Mit der Eröffnung des Zweigmuseums in Ingolstadt sollte im Übrigen das Museumsentwicklungsprogramm des Freistaates endgültig abgeschlossen werden. Statt weiterer Neuplanungen hält es der ORH vielmehr für erforderlich, im Rahmen eines Museumssanierungsplans die zukunftsfähigen Zweigmuseen attraktiver zu gestalten und mittelfristig auch eine Verringerung der staatlichen Zweigeinrichtungen anzustreben. Der ORH hat dem Kunstministerium konkrete Vorschläge für Schließungen unterbreitet. Basis der Entscheidungen sollten kulturpolitische und wirtschaftliche Aspekte sowie auch das Engagement der Museumsträger vor Ort sein.
Durch eine Konzentration der vorhandenen Kräfte und Mittel auf weniger Museen könnte der Museumsstandort Bayern sogar gewinnen.
26.6 Stellungnahme des Kunstministeriums
Das Ministerium bestätigt, dass die vom ORH im Jahresbericht 2003 vorgeschlagenen Maßnahmen zur Steigerung der Attraktivität der Zweigmuseen nicht in grundlegender Form umgesetzt wurden. Dazu wären auch zusätzliche Haushaltsmittel erforderlich gewesen, die nicht zur Verfügung gestanden hätten. Ebenso sei es zutreffend, dass die Besucherzahlen in Würzburg, Bad Windsheim und Burghausen nicht korrekt ermittelt werden können.
* * * * * * * * *
_FRAGEN ZUM MATERIAL_
1. Übersetze den folgenden Satz aus dem Textauszug über die staatlichen Zweigmuseen ins Englische: „Durch eine Konzentration der vorhandenen Kräfte und Mittel auf weniger Museen könnte der Museumsstandort Bayern sogar gewinnen.“
2. Schreibe aus dem Textauszug über die staatlichen Zweigmuseen den Abschnitt wortgetreu ab, der mit „Mit der Eröffnung“ beginnt und mit „Bayern sogar gewinnen.“ endet.

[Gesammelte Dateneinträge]
* * * * * * * * *
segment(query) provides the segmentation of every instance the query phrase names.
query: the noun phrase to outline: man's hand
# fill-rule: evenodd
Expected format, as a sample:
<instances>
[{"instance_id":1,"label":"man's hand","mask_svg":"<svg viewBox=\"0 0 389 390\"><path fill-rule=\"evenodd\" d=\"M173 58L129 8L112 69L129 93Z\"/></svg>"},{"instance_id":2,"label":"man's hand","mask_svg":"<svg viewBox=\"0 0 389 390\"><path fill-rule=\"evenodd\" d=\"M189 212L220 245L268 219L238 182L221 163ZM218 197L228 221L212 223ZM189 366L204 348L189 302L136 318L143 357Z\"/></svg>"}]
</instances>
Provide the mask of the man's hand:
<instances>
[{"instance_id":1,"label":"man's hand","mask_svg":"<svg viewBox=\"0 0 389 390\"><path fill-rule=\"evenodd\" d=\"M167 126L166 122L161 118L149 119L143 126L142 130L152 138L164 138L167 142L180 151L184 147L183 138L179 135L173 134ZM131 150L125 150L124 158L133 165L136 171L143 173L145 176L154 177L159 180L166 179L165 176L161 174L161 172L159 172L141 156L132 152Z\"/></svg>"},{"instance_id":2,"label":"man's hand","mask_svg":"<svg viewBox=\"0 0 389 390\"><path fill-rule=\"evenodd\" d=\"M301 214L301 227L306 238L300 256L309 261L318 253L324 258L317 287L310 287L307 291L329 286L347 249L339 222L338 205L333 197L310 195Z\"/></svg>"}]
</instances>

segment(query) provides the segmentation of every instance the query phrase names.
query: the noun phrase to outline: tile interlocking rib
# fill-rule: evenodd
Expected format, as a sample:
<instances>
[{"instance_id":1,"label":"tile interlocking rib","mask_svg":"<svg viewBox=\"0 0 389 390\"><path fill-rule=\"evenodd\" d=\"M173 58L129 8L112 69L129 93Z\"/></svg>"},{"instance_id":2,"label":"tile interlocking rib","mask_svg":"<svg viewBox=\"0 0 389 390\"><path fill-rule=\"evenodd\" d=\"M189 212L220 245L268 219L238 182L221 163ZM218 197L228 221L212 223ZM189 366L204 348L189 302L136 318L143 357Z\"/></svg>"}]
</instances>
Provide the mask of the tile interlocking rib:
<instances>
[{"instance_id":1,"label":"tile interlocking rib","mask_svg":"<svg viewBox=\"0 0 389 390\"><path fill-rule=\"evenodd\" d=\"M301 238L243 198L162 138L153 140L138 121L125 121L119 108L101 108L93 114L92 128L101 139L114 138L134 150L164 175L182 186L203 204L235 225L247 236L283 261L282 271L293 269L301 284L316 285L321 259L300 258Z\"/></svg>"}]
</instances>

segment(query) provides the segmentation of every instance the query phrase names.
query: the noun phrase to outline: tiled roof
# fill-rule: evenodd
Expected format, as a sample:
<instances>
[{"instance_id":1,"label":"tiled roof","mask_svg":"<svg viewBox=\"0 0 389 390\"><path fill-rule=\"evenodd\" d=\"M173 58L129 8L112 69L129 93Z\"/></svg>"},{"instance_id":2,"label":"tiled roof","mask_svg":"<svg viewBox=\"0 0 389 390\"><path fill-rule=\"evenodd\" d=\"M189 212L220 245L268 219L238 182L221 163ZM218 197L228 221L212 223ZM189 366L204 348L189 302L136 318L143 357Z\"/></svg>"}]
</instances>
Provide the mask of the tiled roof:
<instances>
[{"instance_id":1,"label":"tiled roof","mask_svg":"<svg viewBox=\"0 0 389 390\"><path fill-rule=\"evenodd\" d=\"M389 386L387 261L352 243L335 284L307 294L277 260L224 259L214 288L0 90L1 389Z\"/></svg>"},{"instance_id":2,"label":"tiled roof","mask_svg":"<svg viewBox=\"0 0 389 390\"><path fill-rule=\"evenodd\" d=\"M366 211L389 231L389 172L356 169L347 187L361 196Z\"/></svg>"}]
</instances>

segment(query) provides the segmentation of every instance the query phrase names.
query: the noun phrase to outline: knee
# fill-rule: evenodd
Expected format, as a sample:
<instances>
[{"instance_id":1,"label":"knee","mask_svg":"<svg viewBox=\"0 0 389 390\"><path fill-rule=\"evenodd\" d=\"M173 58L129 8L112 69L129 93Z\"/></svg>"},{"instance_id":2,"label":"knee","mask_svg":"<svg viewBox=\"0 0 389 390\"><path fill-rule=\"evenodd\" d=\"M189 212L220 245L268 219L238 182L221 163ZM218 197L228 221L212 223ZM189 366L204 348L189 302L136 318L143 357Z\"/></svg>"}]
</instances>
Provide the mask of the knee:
* * * * * * * * *
_ZUSAMMENGEFASSTE ANTWORTEN_
1. By concentrating the available personnel and funds on fewer museums, Bavaria could even gain as a museum location.

2.
Mit der Eröffnung des Zweigmuseums in Ingolstadt sollte im Übrigen das Museumsentwicklungsprogramm des Freistaates endgültig abgeschlossen werden. Statt weiterer Neuplanungen hält es der ORH vielmehr für erforderlich, im Rahmen eines Museumssanierungsplans die zukunftsfähigen Zweigmuseen attraktiver zu gestalten und mittelfristig auch eine Verringerung der staatlichen Zweigeinrichtungen anzustreben. Der ORH hat dem Kunstministerium konkrete Vorschläge für Schließungen unterbreitet. Basis der Entscheidungen sollten kulturpolitische und wirtschaftliche Aspekte sowie auch das Engagement der Museumsträger vor Ort sein.
Durch eine Konzentration der vorhandenen Kräfte und Mittel auf weniger Museen könnte der Museumsstandort Bayern sogar gewinnen.